**DOKUMENTTEXT**
....

Uneinigkeit über Befugnisse der Software
Laut bayerischem Landeskriminalamt (LKA) wird die Software nur bei Fällen schwerer und schwerster Kriminalität eingesetzt – einer Darstellung, der die GFF ausdrücklich entgegentritt. Nach den bayerischen Regeln dürfe die Polizei die Software auch dann verwenden, wenn es nicht um schwere Straftaten ginge, sagt Görlitz gegenüber unserer Zeitung. Die GFF halte sich dabei an die Definition, die das Bundesverfassungsgericht in der Vergangenheit in ähnlichen Verfahren zu schweren Straftaten aufgestellt habe. Die bayerischen Kriminalisten würden dies offenbar anders beurteilen.
In Baden-Württemberg war zuletzt eine Debatte um den Einsatz der Software entbrannt. Die grün-schwarze Koalition hatte sich im Herbst unter dem Eindruck der Messerangriffe in Solingen und Mannheim auf ein umfangreiches Sicherheitspaket geeinigt. Zentrale Bestandteil: der Einsatz von künstlicher Intelligenz zur Analyse erhobener Daten auf einer verfahrensübergreifenden Recherche- und Analyseplattform (VeRA). Bei den Haushaltsverhandlungen im Spätherbst wurden die entsprechenden Mittel eingestellt. Was noch ausstand, war die Änderung des Polizeigesetzes, die eigentlich noch vor der Sommerpause durchs Kabinett gehen sollte.
Doch ob es soweit kommt, ist inzwischen unsicher. Aus den Reihen der Grünen-Fraktion waren zuletzt Zweifel am Einsatz von Palantir aufgekommen. Dabei hatte Fraktionschef Andreas Schwarz im September bei der Vorstellung des Sicherheitspakets gelobt: „Durch den Einsatz modernster Technologien verbessern wir die digitale Auswertung der vorhandenen Daten bei der Polizei.“ Laut Innenministerium war damals immer klar, um welches Programm es geht: „Zum Zeitpunkt der Vereinbarung über das Sicherheitspaket zu VeRA kam nur Palantir als Lösung in Frage, das war in der Koalition auch klar“, heißt es von dort.
Doch inzwischen mehren sich die Zweifel an der Software, hinter der Tech-Mogul Peter Thiel steht. Grünen-Politiker Oliver Hildenbrand sagte vor einigen Wochen: „Der Antidemokrat Peter Thiel hat in den Datenbanken unserer Polizei nichts zu suchen“. Auch in der Opposition gibt es kritische Stimmen.

....

**AUFGABENSTELLUNG**
Setzen Sie den Text über den Einsatz der Palantir-Software bei der Polizei im Anschluss an seinen letzten Satz fort.

**ANGEZEIGTE DATEN**
....

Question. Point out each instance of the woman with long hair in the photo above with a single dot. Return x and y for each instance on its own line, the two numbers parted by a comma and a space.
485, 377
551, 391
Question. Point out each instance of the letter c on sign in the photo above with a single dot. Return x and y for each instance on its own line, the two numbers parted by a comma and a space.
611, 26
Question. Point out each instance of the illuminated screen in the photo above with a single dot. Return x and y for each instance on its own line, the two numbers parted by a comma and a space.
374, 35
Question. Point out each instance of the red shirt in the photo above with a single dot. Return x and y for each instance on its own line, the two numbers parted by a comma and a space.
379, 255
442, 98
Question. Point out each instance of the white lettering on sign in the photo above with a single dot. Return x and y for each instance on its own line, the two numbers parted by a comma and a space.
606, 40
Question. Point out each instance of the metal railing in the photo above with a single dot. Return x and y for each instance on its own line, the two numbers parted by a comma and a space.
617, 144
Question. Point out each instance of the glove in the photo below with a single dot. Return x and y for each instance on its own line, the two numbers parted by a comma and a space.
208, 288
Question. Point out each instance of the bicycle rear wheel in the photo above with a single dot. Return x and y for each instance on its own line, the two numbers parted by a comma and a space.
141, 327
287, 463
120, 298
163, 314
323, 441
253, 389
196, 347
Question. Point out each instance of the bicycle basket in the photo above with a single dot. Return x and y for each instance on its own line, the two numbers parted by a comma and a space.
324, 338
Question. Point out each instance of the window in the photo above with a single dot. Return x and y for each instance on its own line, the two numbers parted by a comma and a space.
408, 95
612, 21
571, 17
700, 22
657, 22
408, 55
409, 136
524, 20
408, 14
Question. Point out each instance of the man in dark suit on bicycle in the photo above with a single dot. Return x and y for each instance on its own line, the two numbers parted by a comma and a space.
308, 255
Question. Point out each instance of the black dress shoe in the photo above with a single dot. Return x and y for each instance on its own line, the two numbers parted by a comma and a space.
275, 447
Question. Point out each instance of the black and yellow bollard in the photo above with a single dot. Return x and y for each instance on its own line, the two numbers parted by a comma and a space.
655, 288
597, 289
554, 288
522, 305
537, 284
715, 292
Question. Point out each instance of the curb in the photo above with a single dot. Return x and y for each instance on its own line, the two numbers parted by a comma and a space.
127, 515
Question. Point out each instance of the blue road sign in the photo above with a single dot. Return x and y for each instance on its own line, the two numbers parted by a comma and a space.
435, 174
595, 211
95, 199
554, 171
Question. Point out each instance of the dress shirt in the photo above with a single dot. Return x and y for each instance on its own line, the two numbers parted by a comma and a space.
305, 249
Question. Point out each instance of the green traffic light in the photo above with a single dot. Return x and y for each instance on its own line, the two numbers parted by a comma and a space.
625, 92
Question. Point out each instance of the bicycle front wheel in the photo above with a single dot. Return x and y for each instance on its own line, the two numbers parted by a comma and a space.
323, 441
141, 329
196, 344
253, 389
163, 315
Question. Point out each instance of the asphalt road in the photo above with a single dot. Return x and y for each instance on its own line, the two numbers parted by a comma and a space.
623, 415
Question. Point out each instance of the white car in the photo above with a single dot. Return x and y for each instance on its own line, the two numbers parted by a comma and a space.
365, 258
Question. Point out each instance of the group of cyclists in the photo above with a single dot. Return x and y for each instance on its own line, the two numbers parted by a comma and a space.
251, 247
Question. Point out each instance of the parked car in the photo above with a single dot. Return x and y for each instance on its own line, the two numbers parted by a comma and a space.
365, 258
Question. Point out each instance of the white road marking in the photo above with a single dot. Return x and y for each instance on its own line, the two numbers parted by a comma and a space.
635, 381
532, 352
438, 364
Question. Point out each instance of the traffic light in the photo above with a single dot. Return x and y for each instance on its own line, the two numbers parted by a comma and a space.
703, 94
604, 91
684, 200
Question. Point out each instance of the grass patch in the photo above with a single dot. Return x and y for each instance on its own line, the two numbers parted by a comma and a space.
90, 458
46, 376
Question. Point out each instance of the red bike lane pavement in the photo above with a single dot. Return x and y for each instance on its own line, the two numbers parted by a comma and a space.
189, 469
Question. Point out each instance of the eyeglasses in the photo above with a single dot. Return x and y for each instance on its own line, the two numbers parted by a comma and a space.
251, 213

....

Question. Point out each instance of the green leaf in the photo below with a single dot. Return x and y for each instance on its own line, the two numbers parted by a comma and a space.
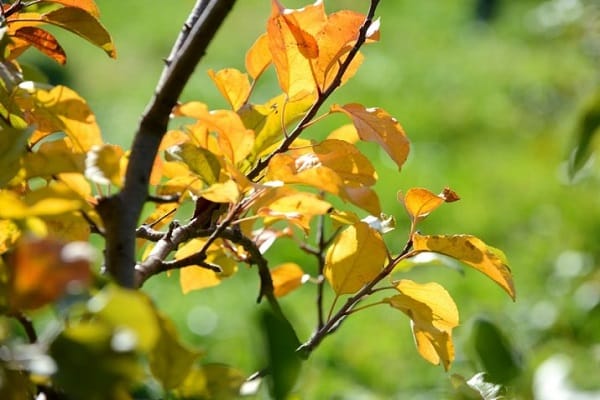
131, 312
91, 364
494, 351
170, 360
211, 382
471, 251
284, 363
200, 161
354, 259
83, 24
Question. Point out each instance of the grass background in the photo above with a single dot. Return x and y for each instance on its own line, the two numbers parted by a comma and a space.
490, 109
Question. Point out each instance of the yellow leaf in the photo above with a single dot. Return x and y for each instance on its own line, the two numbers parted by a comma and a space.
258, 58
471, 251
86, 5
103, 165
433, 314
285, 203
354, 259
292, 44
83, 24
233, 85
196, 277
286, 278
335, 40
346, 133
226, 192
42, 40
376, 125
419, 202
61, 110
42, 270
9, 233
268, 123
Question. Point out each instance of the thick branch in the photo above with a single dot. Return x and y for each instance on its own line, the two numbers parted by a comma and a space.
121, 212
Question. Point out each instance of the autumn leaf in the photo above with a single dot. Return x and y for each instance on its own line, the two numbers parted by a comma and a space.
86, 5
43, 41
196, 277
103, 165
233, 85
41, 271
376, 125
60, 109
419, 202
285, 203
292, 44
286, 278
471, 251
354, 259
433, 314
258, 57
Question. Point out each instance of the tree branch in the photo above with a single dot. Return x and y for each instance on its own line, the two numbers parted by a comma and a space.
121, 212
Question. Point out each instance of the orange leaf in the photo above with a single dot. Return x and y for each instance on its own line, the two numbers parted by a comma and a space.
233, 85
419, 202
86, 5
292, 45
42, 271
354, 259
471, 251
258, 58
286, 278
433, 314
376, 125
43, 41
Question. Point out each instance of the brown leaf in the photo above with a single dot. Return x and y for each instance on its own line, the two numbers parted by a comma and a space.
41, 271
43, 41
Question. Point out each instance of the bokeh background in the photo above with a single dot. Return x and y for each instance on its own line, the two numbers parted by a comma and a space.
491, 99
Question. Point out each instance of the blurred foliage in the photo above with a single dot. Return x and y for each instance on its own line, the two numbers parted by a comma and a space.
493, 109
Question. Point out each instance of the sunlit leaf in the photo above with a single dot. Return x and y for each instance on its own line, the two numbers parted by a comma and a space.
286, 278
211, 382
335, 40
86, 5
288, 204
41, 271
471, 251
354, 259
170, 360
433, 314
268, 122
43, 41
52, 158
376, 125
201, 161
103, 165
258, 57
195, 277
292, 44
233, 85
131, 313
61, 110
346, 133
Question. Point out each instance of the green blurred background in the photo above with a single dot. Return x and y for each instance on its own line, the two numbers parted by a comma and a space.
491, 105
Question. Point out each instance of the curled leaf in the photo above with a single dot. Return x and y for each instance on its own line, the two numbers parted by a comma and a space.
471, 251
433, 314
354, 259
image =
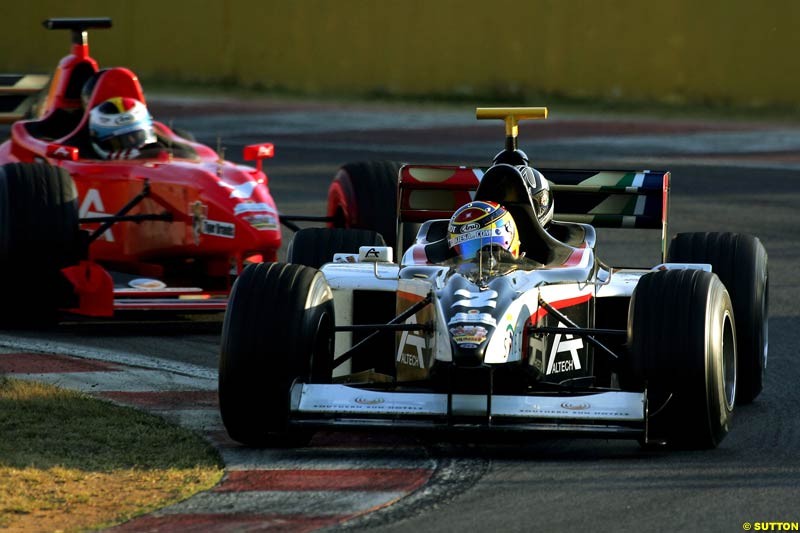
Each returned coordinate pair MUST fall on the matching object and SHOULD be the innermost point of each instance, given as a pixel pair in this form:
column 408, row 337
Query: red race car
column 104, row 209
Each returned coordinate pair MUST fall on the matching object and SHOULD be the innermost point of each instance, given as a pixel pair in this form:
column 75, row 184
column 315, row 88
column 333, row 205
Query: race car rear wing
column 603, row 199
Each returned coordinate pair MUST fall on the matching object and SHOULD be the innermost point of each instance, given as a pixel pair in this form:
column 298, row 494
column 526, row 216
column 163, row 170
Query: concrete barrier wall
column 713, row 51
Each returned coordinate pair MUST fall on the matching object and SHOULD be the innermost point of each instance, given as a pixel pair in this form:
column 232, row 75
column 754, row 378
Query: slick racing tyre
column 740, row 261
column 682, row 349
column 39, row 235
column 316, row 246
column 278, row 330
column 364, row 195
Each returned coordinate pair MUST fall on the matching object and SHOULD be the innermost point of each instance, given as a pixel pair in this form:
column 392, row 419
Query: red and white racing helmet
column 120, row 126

....

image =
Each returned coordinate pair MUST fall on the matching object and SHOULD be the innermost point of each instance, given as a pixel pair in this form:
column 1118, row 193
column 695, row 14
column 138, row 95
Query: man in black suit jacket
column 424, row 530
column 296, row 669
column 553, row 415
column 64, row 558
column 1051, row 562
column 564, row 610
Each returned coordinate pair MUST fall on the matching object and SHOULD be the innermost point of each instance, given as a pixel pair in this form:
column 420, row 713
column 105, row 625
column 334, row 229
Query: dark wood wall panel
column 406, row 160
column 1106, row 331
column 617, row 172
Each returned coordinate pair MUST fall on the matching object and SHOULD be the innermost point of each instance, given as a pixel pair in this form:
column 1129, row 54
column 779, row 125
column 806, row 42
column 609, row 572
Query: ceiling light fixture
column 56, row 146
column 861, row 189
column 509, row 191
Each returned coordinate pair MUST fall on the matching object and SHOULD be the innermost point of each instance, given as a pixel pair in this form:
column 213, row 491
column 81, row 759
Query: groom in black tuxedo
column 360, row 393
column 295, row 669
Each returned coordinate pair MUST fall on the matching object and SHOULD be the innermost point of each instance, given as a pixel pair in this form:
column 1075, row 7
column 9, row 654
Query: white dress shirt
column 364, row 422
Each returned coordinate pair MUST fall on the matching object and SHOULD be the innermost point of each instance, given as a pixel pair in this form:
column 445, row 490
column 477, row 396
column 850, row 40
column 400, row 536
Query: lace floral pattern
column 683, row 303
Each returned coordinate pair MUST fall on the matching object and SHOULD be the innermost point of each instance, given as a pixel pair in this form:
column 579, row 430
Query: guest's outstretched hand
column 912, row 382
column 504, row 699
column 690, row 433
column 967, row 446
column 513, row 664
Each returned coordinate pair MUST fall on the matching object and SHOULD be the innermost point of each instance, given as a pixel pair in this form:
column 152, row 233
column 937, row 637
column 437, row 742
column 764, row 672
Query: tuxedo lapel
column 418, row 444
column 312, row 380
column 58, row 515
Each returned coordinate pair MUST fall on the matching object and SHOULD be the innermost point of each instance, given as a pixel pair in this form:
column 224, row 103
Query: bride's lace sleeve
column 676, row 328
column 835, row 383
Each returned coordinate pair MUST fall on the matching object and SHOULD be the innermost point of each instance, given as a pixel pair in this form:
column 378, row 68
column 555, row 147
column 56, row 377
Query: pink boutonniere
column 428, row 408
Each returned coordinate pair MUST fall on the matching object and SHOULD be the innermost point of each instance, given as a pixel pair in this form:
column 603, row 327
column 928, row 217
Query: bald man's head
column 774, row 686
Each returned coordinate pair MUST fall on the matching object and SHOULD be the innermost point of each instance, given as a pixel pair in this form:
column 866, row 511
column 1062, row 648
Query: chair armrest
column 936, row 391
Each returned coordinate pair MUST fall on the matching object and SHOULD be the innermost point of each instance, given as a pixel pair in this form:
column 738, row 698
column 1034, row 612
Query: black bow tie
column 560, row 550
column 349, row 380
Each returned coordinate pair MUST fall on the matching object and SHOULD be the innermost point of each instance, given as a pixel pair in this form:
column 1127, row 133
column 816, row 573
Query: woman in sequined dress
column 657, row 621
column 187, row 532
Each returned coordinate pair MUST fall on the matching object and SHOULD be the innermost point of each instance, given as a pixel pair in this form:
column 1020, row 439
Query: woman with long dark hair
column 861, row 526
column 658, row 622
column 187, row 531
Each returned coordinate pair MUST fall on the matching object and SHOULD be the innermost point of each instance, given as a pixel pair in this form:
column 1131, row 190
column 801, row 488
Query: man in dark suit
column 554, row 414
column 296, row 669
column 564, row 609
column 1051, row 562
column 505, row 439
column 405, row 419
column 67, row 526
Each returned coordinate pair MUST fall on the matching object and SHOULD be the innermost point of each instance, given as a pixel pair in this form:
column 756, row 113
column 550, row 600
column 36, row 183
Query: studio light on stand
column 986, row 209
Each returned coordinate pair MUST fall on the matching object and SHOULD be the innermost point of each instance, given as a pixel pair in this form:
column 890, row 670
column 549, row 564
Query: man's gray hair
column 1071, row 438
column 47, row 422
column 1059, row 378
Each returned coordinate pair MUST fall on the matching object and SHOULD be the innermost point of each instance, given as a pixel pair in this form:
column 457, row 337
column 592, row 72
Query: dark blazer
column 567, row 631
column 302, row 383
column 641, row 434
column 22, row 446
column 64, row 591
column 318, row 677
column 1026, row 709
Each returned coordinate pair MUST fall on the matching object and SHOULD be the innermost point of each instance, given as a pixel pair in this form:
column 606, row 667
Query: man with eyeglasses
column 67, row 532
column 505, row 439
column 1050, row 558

....

**ANTWORTBEREICH**
Vertrag ist schon geschlossen
Doch tatsächlich sind schon Fakten geschaffen. Das Land hat bereits im März auf Basis des von Bayern ausgehandelten Rahmenvertrags einen Vertrag mit Palantir geschlossen, wie das Ministerium jüngst einräumte. Solche Rahmenverträge ermöglichen anderen Ländern, die Software ohne zusätzliche Ausschreibung zu nutzen. Der Grund: Im März wäre die im Rahmenvertrag vereinbarte Preisbindung ausgelaufen. „Eine Unterzeichnung nach Ablauf dieser Frist hätte signifikante Mehrkosten verursacht“, heißt es vom Innenministerium. Eingesetzt wird die Software damit noch nicht, auch wenn sie schon bezahlt wird. Recherchen unserer Zeitung ergaben, dass der Fünf-Jahresvertrag 25 Millionen Euro kostet. Eine Ausstiegsklausel für den Fall, dass doch keine politische Mehrheit zustande kommt, gibt es nicht.
Das Thema verursacht Aufregung auf dem politischen Parkett in Stuttgart – und wird auch andernorts kritisch beäugt. „Wir beobachten das Gesetzgebungsverfahren und prüfen mögliche Klagen, wenn eine Regelung in Kraft tritt“, sagt Franziska Görlitz unserer Zeitung. Auch wenn sich die Regeln zwischen Bayern und Baden-Württemberg unterscheiden können: eine erfolgreiche Klage gegen den östlichen Nachbarn hätte natürlich auch Auswirkungen auf den Einsatz anderswo.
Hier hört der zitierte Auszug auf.